**GIVEN RECORDS**
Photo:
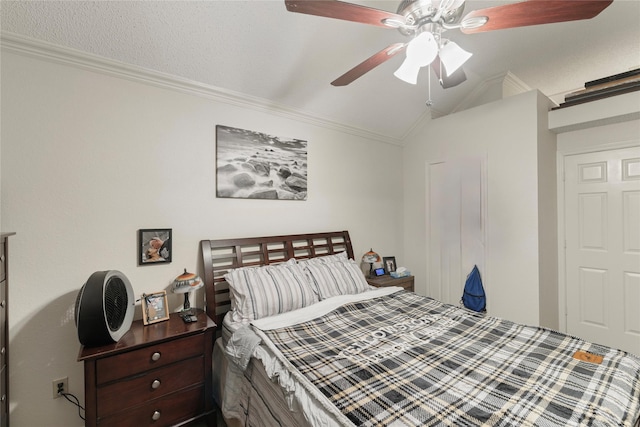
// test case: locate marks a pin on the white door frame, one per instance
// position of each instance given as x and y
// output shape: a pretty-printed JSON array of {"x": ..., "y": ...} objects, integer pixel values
[{"x": 562, "y": 267}]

**WORK ITEM**
Starting with the line that holds "given as x and y", copy each remaining line of the listing above exactly, through the last one.

**RESPONSE AREA**
// position of each instance given as x and y
// output shape: a pretty-printed JSON array of {"x": ..., "y": ...} objects, integer pixel values
[{"x": 562, "y": 267}]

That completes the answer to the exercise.